▶ [TASK DIRECTIONS]
Quote these lines exactly: the one that holds "point: white line" and every line after it to the end of the material below. Skip pictures.

begin DATA FOR THIS EXERCISE

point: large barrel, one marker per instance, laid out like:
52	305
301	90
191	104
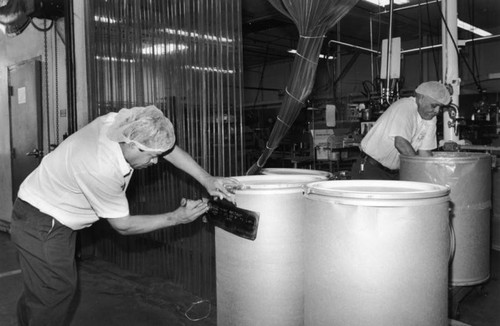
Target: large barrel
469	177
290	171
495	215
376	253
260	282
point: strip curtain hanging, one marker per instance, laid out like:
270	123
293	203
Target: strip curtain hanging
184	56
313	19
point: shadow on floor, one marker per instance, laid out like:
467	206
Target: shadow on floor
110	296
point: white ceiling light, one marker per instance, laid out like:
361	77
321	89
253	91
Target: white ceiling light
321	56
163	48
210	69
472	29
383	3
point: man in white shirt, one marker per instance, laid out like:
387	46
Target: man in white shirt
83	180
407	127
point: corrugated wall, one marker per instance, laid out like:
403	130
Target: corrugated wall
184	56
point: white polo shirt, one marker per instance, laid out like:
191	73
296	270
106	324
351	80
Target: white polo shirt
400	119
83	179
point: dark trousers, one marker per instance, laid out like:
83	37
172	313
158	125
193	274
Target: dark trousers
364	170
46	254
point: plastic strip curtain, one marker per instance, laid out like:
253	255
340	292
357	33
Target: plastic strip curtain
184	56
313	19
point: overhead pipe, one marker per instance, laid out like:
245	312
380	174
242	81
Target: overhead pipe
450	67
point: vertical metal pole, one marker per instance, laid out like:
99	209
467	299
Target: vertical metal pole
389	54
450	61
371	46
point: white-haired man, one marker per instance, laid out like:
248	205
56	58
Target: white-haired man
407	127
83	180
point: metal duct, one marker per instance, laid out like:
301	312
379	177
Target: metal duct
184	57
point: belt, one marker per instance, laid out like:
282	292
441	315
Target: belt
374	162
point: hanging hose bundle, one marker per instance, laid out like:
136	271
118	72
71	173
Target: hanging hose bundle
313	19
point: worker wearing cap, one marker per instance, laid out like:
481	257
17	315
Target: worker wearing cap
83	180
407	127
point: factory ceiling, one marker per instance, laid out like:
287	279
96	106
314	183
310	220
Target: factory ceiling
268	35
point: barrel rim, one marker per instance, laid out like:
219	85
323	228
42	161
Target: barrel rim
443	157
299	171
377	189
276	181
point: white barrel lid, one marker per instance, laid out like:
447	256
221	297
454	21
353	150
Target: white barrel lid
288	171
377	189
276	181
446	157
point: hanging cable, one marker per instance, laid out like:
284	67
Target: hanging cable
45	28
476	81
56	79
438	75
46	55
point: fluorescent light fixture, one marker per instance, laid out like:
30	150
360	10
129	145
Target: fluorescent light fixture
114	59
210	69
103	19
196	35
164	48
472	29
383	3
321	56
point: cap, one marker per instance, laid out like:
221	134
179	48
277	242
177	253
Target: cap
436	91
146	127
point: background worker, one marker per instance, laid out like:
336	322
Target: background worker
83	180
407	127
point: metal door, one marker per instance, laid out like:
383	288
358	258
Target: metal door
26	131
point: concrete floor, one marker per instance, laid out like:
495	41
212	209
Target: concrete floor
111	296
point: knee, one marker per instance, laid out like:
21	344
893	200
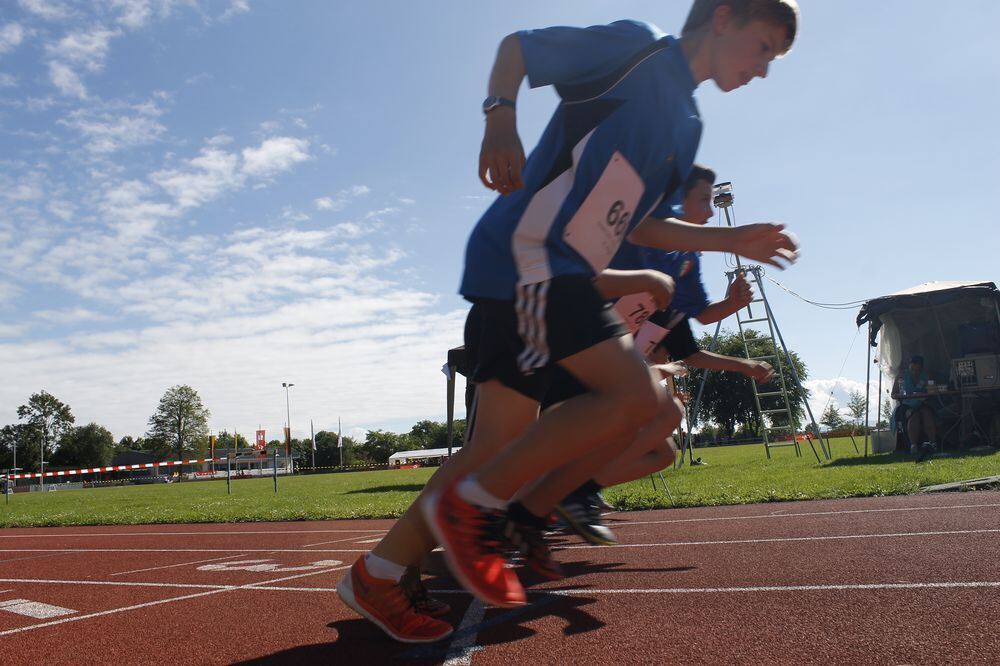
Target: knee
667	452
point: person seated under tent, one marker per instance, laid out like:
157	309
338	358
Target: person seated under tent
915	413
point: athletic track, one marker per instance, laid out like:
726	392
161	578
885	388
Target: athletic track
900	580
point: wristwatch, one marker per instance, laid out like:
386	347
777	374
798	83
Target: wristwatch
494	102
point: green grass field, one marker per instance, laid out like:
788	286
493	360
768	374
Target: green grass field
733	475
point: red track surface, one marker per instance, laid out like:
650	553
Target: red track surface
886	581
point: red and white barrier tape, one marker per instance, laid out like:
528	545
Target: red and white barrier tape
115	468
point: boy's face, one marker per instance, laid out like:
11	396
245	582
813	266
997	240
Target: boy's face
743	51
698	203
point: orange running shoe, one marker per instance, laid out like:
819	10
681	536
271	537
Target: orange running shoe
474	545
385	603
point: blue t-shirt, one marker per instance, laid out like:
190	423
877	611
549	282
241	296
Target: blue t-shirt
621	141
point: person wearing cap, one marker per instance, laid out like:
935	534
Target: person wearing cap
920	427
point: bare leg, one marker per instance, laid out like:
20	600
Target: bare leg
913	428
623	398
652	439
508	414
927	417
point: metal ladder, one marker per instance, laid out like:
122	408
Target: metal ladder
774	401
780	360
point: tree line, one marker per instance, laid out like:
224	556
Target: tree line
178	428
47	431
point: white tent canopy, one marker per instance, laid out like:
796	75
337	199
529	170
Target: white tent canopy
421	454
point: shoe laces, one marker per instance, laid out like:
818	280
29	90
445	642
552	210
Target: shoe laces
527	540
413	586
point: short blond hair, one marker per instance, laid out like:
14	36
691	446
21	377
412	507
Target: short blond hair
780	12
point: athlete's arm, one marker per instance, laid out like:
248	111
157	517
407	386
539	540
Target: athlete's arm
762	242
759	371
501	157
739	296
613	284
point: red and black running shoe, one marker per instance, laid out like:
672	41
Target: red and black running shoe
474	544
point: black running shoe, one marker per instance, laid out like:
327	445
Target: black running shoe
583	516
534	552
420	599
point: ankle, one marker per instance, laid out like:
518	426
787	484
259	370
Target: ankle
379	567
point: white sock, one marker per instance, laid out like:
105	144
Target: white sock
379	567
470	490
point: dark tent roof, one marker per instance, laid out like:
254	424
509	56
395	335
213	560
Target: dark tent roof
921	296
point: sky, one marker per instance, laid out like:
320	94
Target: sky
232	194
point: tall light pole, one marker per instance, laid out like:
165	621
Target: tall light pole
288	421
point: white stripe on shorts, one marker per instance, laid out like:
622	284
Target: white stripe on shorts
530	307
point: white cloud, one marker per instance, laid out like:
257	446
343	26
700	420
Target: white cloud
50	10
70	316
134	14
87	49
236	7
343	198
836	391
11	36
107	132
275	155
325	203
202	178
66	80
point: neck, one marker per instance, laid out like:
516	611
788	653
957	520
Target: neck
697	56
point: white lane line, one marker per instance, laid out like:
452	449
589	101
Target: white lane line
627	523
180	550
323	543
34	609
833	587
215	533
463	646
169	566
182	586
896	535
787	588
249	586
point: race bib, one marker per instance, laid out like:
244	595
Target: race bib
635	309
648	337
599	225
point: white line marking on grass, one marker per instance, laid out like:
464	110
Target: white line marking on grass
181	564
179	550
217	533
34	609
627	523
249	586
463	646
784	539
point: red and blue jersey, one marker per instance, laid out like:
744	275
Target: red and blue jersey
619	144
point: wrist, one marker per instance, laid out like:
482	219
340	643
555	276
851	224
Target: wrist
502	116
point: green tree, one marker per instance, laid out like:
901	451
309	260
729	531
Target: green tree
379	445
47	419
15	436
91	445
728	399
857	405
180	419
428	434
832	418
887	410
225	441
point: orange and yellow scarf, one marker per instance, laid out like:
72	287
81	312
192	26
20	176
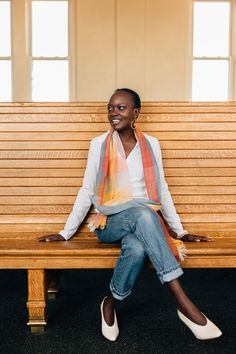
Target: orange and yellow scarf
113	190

end DATA FOR THIS EXERCISE

▶ [CORRECT RESULT]
point: white line marking on grass, one marker per instance, laid out like:
464	110
Target: white line marking on grass
181	564
179	550
217	533
34	609
627	523
249	586
463	646
784	539
point: red and blue jersey, one marker per instance, laid out like:
744	275
Target: red and blue jersey
619	144
point: wrist, one marker per instance, laid out like:
482	219
340	643
555	276
851	224
Target: wrist
502	116
point: green tree, one marker per instance, laid out like:
901	451
309	260
729	531
Target: green tree
379	445
47	419
15	436
91	445
728	399
857	405
180	419
428	434
832	418
887	410
225	441
point: orange and yellow scarf, one marker per instance, laid out like:
72	287
81	312
192	26
20	176
Target: orange and yellow scarf
113	190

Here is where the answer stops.